TASK INSTRUCTIONS:
Please revise the listing below by replacing "tag" with "mark" everywhere, leaving everything else unchanged.

# GIVEN DATA start

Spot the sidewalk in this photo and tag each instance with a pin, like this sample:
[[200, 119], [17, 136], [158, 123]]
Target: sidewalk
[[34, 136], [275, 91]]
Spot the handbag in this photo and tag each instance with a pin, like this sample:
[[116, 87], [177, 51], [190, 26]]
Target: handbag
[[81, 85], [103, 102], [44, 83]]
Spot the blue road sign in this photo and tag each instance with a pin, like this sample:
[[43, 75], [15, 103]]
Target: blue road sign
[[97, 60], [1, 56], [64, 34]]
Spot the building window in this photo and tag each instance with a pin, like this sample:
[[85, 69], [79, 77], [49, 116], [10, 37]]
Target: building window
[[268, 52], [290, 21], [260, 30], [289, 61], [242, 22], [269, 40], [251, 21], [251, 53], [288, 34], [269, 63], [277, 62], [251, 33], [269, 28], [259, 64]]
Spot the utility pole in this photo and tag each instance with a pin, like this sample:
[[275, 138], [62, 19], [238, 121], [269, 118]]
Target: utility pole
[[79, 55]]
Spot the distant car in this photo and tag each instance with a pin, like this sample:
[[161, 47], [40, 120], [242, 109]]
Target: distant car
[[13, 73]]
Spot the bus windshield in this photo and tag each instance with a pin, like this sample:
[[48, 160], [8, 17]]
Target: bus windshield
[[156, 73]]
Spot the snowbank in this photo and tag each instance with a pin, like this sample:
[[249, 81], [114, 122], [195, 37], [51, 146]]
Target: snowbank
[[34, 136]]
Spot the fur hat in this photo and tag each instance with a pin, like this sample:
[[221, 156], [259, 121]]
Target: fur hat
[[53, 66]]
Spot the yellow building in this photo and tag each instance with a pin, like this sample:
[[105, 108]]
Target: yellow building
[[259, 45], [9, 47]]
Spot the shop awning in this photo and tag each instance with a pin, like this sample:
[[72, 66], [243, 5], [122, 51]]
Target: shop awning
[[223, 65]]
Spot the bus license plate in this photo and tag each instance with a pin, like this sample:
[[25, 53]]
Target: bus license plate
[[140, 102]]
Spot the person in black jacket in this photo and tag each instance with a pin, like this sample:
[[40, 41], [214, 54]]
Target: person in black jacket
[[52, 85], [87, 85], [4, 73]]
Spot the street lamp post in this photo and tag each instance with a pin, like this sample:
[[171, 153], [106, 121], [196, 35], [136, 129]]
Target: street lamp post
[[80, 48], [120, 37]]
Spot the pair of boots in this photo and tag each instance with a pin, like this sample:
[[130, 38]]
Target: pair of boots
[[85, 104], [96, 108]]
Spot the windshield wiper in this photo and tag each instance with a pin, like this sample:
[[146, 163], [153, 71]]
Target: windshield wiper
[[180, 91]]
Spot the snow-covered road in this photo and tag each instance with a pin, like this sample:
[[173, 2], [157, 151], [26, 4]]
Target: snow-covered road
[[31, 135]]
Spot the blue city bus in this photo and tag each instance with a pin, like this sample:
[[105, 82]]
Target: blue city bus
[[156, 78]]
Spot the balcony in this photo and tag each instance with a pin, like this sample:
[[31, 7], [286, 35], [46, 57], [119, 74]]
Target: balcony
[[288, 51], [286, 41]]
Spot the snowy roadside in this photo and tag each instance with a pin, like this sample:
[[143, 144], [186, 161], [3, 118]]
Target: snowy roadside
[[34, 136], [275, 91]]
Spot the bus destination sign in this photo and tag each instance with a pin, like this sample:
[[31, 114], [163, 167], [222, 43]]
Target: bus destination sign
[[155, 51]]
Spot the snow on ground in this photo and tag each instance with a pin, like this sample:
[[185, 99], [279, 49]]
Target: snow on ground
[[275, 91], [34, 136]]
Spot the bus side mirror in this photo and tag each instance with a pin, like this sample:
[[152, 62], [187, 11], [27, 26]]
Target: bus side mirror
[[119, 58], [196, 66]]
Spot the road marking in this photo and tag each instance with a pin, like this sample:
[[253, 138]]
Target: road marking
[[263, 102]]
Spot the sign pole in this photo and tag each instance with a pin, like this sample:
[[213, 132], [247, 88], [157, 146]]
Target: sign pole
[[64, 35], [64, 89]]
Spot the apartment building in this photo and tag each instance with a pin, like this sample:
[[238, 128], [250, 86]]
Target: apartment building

# GIVEN DATA end

TASK RESPONSE:
Spot the sidewalk in this photo and mark each instance with a pin, like this sample:
[[200, 119], [17, 136], [158, 123]]
Target: sidewalk
[[34, 136], [275, 91]]
Spot the handbag in this photo and mark each instance with a pin, like this sample:
[[116, 87], [177, 51], [190, 26]]
Target: handbag
[[81, 85], [103, 102], [44, 83]]
Spot the blue road sign in this photo and mark each instance with a pin, like this sample:
[[43, 75], [15, 103]]
Target: blue road sign
[[97, 60], [1, 56], [64, 34]]
Spot the building window in this photo and mark each instance with a pin, like this sample:
[[85, 69], [79, 77], [49, 116], [10, 37]]
Target: building window
[[268, 52], [290, 21], [260, 30], [289, 61], [242, 22], [269, 40], [251, 21], [251, 53], [288, 34], [269, 63], [277, 62], [251, 33], [269, 28], [259, 64]]
Spot the utility pole in this photo and mark each instance with a pin, like this sample:
[[275, 138], [62, 19], [238, 121], [269, 118]]
Target: utility pole
[[79, 55]]
Spot the distant car in this photo and mark each instance with a pin, like this sample:
[[161, 47], [40, 120], [242, 109]]
Target: distant car
[[13, 73]]
Spot the bus windshield in this photo and mark each instance with a pin, like this sample:
[[48, 160], [8, 17]]
Target: bus windshield
[[156, 73]]
Spot the snowbank in this photo and mark each instance with a pin, like this sample:
[[249, 81], [114, 122], [195, 37], [51, 146]]
Target: snowbank
[[34, 136]]
Spot the fur hat in this photo and mark each instance with a pin, like this sample:
[[221, 156], [259, 121]]
Target: fur hat
[[53, 66]]
Spot the yellow building in this photo and mark each instance with a pin, like this sample:
[[105, 108]]
Target: yellow building
[[259, 45], [9, 47]]
Spot the shop awning in this photo and mark each instance with a pin, like this sample:
[[72, 66], [243, 5], [122, 51]]
Target: shop awning
[[223, 65]]
Spot the bus license plate in this photo and mark each instance with a pin, like this sample:
[[25, 53]]
Target: bus license plate
[[140, 102]]
Spot the person in black jacket in this photo and mark each instance with a pin, like this sample:
[[40, 41], [214, 54]]
Target: person in black jacket
[[52, 85], [87, 85], [4, 73]]
Spot the street lamp post in this photo and mark each instance with a pin, like this sample:
[[171, 153], [106, 121], [196, 35], [136, 129]]
Target: street lamp post
[[80, 48], [120, 37]]
Spot the pair of boots in this photo and mark each instance with a pin, like this sample:
[[130, 38]]
Target: pair of boots
[[85, 104], [96, 108]]
Spot the windshield wiper in this photo and mark each instance with a pin, like this sample:
[[146, 163], [153, 71]]
Target: windshield wiper
[[180, 91]]
Spot the snow-covered road in this photo and mark each instance with a pin, like this sample:
[[173, 2], [157, 151], [26, 4]]
Target: snow-covered road
[[31, 135]]
Spot the blue city bus in this photo and mark each instance with a pin, like this sample:
[[105, 82]]
Target: blue city bus
[[156, 78]]
Spot the balcony in this photo and mark each instance with a pin, like this sample:
[[31, 7], [286, 35], [46, 57], [119, 74]]
Target: balcony
[[288, 51], [286, 41]]
Spot the snowy roadside in this photo and mark each instance with a pin, like this sample:
[[143, 144], [186, 161], [3, 118]]
Target: snowy roadside
[[34, 136], [275, 91]]
Spot the bus destination sign in this photo and mark each instance with a pin, like this sample:
[[31, 114], [163, 167], [222, 43]]
Target: bus destination sign
[[155, 51]]
Spot the snow on ground in this photo and mark each instance with a pin, like this sample:
[[185, 99], [279, 49]]
Target: snow on ground
[[275, 91], [34, 136]]
Spot the bus side mirror in this photo and mark each instance with a pin, like this sample:
[[152, 62], [187, 11], [27, 26]]
Target: bus side mirror
[[119, 58], [196, 66]]
Spot the road marking in this photo and mark each instance with a pin, like this sample:
[[253, 138]]
Target: road marking
[[263, 102]]
Spot the sign pole in this photo and mark each instance with a pin, like this sample:
[[213, 132], [247, 88], [157, 146]]
Target: sign pole
[[64, 35], [64, 89]]
Spot the apartment building in this photo and mark each instance with a pin, like this sample:
[[238, 128], [250, 86]]
Target: apartment building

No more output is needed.